SOURCE PASSAGE:
----------------------------------------

Lug 44 is semi-circular when viewed in vertical cross-section, and extends upwardly above the exposed surface of the base of spout 16. When spout 16 is pivoted into its opened position shown in FIGS. 3 and 5, lug 44 fits within stop 45 formed in the wall of cap 14 adjacent to the base of the spout, but below lip 48. Lug 44, and stop 45, define the opened position for spout 16 and limit its pivotal movement to 20°-45°, above a horizontal plane passing through cap 14. The angular orientation of spout 16 renders the dispensing closure of FIGS. 1-4 ideally suited for discharging toilet bowl cleanser, oven cleaner, and other preparations that are discharged with the dispenser advantageously held below the surface to be treated.
Recess 45 is generally semi-circular in shape, and is slightly larger than lug 44. Cap 14 is usually formed of a plastic that is somewhat softer than the plastic from which the spout is molded; the cap may be executed in polyethylene and the spout may be executed in polypropylene. Thus, lug 44 snaps into recess 45 and produces an audible, clicking sound. Also, when lug 44 is seated properly in recess 45, the spout is positively locked in its opened position, and the user can tactiley sense such position.

----------------------------------------

PROVIDED RECORDS:
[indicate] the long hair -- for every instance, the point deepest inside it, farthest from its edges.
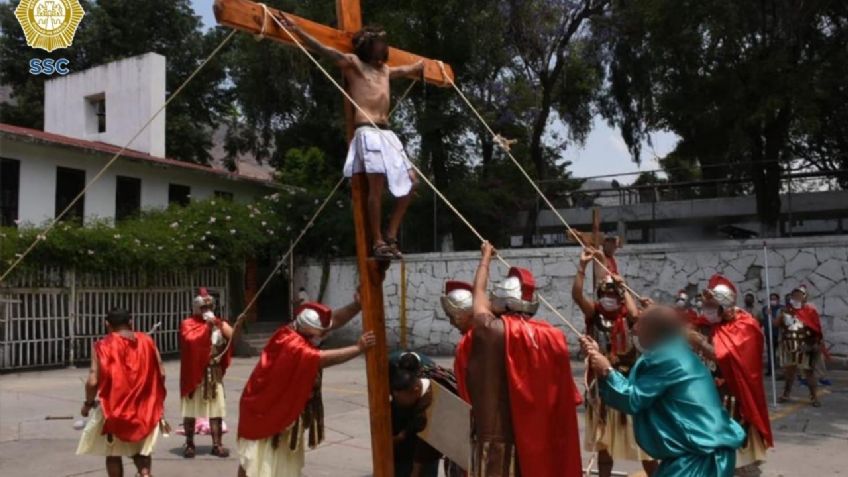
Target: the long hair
(363, 43)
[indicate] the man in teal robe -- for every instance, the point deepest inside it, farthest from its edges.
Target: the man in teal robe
(677, 414)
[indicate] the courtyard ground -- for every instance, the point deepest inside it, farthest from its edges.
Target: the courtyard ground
(810, 441)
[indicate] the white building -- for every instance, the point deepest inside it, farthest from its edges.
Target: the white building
(88, 116)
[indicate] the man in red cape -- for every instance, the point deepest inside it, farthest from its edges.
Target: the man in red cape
(456, 302)
(127, 373)
(519, 381)
(282, 398)
(204, 358)
(609, 317)
(801, 343)
(737, 350)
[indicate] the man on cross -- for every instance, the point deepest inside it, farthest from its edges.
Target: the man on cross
(376, 152)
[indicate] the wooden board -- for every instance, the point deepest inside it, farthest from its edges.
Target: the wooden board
(247, 16)
(449, 426)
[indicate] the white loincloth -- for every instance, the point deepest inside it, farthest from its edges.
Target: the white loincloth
(617, 436)
(261, 459)
(197, 406)
(94, 442)
(379, 151)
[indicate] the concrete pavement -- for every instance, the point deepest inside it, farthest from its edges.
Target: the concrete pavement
(810, 441)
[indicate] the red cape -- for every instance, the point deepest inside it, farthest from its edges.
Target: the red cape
(460, 365)
(739, 350)
(280, 385)
(810, 317)
(195, 353)
(543, 399)
(130, 384)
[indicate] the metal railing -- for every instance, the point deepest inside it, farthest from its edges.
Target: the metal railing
(52, 316)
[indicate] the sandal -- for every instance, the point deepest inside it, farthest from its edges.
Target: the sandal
(220, 451)
(383, 251)
(392, 243)
(189, 451)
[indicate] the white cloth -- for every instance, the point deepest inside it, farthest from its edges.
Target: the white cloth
(196, 406)
(94, 442)
(260, 459)
(379, 151)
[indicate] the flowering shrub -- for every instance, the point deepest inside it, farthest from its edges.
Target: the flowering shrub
(204, 233)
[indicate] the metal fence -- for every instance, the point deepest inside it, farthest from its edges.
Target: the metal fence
(52, 316)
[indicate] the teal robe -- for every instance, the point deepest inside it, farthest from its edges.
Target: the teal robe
(677, 414)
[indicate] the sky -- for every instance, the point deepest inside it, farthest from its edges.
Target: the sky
(604, 151)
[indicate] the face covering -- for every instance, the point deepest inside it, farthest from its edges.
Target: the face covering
(711, 314)
(637, 344)
(609, 304)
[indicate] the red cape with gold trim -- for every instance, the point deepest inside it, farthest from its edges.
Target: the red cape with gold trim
(460, 364)
(543, 398)
(131, 385)
(280, 385)
(195, 353)
(739, 349)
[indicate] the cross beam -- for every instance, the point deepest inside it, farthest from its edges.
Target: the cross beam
(249, 16)
(246, 15)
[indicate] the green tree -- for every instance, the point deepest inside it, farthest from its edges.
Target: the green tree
(740, 82)
(115, 29)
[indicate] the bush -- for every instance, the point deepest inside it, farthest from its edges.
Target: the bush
(213, 232)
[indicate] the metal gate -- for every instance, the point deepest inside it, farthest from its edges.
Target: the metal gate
(51, 317)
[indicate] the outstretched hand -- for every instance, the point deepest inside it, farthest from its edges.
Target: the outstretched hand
(367, 341)
(487, 250)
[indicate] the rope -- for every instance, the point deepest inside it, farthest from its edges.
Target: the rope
(423, 177)
(505, 145)
(240, 319)
(43, 235)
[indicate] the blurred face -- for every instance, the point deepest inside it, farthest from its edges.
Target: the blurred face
(408, 397)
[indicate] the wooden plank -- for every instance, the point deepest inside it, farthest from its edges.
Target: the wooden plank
(247, 16)
(371, 276)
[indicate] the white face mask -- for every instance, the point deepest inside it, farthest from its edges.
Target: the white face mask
(711, 314)
(637, 344)
(609, 304)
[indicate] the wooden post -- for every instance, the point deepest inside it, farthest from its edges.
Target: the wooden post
(597, 271)
(249, 16)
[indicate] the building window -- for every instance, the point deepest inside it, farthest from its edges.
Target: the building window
(96, 113)
(127, 197)
(10, 186)
(220, 194)
(69, 184)
(179, 194)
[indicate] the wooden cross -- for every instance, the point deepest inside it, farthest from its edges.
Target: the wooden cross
(249, 16)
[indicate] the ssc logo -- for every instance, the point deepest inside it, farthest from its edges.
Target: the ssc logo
(49, 24)
(48, 66)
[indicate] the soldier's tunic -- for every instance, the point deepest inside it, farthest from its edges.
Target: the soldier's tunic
(801, 336)
(607, 428)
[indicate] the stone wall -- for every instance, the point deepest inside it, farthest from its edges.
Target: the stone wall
(657, 270)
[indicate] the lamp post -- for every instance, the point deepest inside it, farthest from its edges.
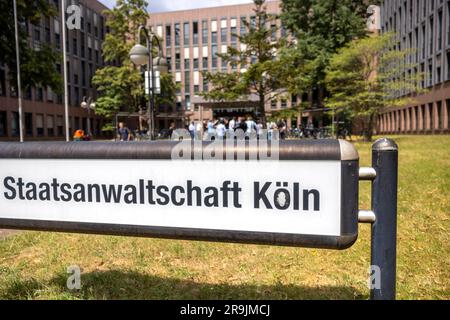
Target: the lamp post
(89, 105)
(140, 56)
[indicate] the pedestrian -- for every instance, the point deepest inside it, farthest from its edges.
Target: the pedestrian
(210, 129)
(282, 128)
(124, 132)
(251, 127)
(259, 130)
(198, 130)
(171, 129)
(78, 135)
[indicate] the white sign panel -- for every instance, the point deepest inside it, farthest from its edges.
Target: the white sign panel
(291, 197)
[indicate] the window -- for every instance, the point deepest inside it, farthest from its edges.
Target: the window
(440, 24)
(177, 34)
(177, 61)
(195, 32)
(448, 113)
(431, 40)
(186, 33)
(60, 125)
(50, 126)
(204, 31)
(273, 29)
(223, 30)
(187, 100)
(39, 94)
(439, 116)
(168, 36)
(75, 46)
(187, 82)
(273, 104)
(2, 82)
(15, 124)
(214, 56)
(448, 65)
(243, 26)
(40, 124)
(233, 34)
(3, 128)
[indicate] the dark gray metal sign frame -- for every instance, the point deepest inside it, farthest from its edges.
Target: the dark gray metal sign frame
(383, 216)
(162, 150)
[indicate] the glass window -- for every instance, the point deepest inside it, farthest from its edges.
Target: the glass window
(195, 32)
(3, 127)
(204, 31)
(177, 34)
(186, 33)
(168, 35)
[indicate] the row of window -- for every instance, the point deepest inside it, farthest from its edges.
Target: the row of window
(227, 29)
(418, 118)
(428, 38)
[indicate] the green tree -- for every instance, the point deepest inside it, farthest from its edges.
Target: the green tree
(369, 75)
(258, 55)
(321, 27)
(37, 66)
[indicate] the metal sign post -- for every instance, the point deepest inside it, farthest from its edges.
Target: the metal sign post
(384, 230)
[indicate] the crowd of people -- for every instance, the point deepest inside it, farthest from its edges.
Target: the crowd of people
(222, 128)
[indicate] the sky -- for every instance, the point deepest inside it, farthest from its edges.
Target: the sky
(174, 5)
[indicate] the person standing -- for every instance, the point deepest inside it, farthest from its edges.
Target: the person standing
(192, 130)
(221, 129)
(198, 131)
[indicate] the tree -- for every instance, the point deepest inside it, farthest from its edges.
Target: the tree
(321, 28)
(258, 55)
(37, 66)
(369, 75)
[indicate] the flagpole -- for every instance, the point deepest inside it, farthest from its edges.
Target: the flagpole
(19, 84)
(66, 93)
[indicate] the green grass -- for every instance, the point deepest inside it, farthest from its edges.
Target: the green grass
(33, 264)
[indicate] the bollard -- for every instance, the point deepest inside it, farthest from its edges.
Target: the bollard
(384, 230)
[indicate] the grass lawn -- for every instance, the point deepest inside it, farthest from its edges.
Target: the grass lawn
(33, 265)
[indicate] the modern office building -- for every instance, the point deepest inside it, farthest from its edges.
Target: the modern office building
(423, 25)
(191, 40)
(44, 110)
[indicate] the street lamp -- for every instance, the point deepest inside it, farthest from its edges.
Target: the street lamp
(143, 55)
(89, 105)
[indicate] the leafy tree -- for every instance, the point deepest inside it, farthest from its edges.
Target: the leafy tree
(369, 75)
(37, 66)
(258, 55)
(321, 27)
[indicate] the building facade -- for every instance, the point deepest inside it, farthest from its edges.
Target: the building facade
(422, 25)
(43, 110)
(191, 40)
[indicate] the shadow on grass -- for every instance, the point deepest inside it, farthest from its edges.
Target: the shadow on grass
(130, 285)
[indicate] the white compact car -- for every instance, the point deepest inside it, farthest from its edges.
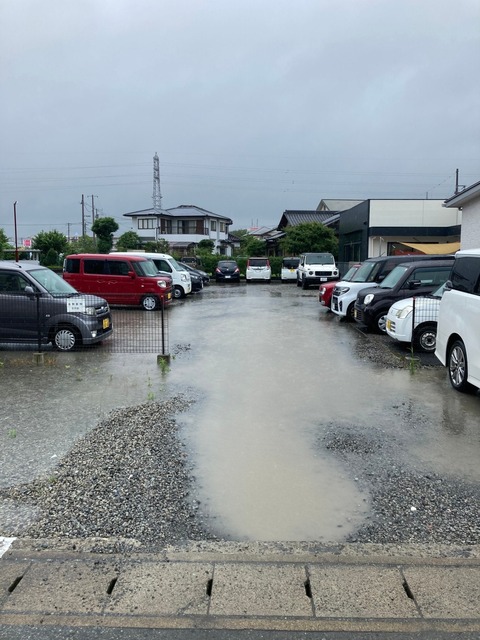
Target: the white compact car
(458, 337)
(417, 314)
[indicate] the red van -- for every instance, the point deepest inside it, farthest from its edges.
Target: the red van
(125, 280)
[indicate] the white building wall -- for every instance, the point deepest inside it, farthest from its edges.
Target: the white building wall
(412, 213)
(470, 237)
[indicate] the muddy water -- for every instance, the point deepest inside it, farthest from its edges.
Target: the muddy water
(275, 374)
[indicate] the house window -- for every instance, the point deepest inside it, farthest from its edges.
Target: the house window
(146, 223)
(186, 226)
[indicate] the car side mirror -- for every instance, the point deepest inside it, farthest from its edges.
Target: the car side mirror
(414, 284)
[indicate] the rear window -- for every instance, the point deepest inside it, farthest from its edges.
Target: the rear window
(258, 262)
(466, 275)
(290, 263)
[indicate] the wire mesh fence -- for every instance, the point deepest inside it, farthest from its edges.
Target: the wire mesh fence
(31, 321)
(423, 326)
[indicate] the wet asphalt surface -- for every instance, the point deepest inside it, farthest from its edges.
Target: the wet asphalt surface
(299, 426)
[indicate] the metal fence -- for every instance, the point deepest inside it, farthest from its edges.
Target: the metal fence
(424, 323)
(32, 322)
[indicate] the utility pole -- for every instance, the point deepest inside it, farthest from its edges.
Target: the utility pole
(83, 215)
(15, 227)
(458, 186)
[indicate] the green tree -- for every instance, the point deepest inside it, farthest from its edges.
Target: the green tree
(129, 240)
(84, 244)
(309, 236)
(50, 240)
(104, 228)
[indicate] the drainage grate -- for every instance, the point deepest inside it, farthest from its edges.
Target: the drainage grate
(14, 584)
(111, 586)
(209, 587)
(308, 588)
(407, 590)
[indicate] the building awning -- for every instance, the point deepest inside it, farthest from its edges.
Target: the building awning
(441, 248)
(181, 245)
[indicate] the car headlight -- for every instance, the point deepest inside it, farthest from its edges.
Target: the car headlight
(405, 312)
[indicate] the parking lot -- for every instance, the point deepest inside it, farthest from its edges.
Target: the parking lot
(297, 420)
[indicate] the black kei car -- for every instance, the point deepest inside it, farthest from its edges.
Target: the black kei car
(227, 271)
(195, 274)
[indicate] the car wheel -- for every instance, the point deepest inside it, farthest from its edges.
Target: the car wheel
(380, 323)
(425, 338)
(458, 367)
(178, 292)
(65, 338)
(150, 303)
(350, 315)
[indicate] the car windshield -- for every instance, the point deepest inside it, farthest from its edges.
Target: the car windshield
(393, 277)
(52, 282)
(320, 258)
(438, 293)
(177, 266)
(350, 273)
(145, 268)
(367, 272)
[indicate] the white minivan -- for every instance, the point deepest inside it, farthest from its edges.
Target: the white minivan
(458, 335)
(182, 283)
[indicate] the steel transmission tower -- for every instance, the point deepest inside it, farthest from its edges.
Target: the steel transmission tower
(157, 195)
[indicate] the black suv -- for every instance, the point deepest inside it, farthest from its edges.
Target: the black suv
(405, 280)
(38, 306)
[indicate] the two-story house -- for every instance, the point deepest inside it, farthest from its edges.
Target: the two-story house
(183, 227)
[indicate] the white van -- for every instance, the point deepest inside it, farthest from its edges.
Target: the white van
(458, 336)
(182, 283)
(315, 268)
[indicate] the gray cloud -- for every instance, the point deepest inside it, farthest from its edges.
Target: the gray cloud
(253, 106)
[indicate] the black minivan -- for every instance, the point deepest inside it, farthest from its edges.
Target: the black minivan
(417, 278)
(37, 305)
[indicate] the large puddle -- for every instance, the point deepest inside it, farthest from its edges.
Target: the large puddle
(272, 374)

----------------------------------------

WRITTEN INSTRUCTION 1:
Answer these questions from the dispensing closure passage:
(a) Within what range do lug 44 and stop 45 limit the pivotal movement of spout 16?
(b) What plastic may the spout be made of?
(c) What sound does lug 44 make when it snaps into recess 45?
WRITTEN INSTRUCTION 2:
Continue the dispensing closure passage from the end of its last sentence.
The material comes from a different source than the dispensing closure passage.

EXPECTED OUTPUT 1:
(a) 20°-45° above a horizontal plane passing through cap 14.
(b) Polypropylene.
(c) An audible, clicking sound.

EXPECTED OUTPUT 2:
FIG. 5 reveals that bore 38 in spout 16 is not fully aligned with bore 39 in cap 14 when the spout is in its opened position. Enlarged base 22 of the spout 16 partially overlaps bore 39, and eclipses same. An enlarged entrance to the inlet end of passage 38 was developed to compensate for the eclipsing interaction. Such entrance is shaped like a scoop, and is identified by reference numeral 50 in FIGS. 5 and 6.
Scoop 50 functions as a funnel for directing product passing through bore 39 in cap 14 into the inlet end of passage 38 in spout 16. The scoop increases the cross-sectional area of passage 38 at its inlet end, and relieves back pressure, if any should be formed during passage of the product through the spout. After the spout has been pivoted to its closed position, excess product retained in passage 38 may drain slowly through bore 39 and pass downwardly into the interior of the container.
Scoop 50 is formed by placing a molding pin in the proper position during molding; the molding pin can be withdrawn from the mold easily, and the scoop is accurately formed.
While a preferred embodiment of the invention has been described in considerable detail, various modifications may occur to the skilled artisan. For example, the base of the spout, and the cavity in the cap receiving same, may be spherical in shape. Lug 44, and stop 45 may be shaped differently, and stop 45 may be located closer to the lip 48, or farther therefrom, to alter the opened position, and angular orientation of spout 16. Consequently, the appended claims should be construed in a liberal fashion, consistent with the spirit and scope of the invention, and should not be limited to their literal terms.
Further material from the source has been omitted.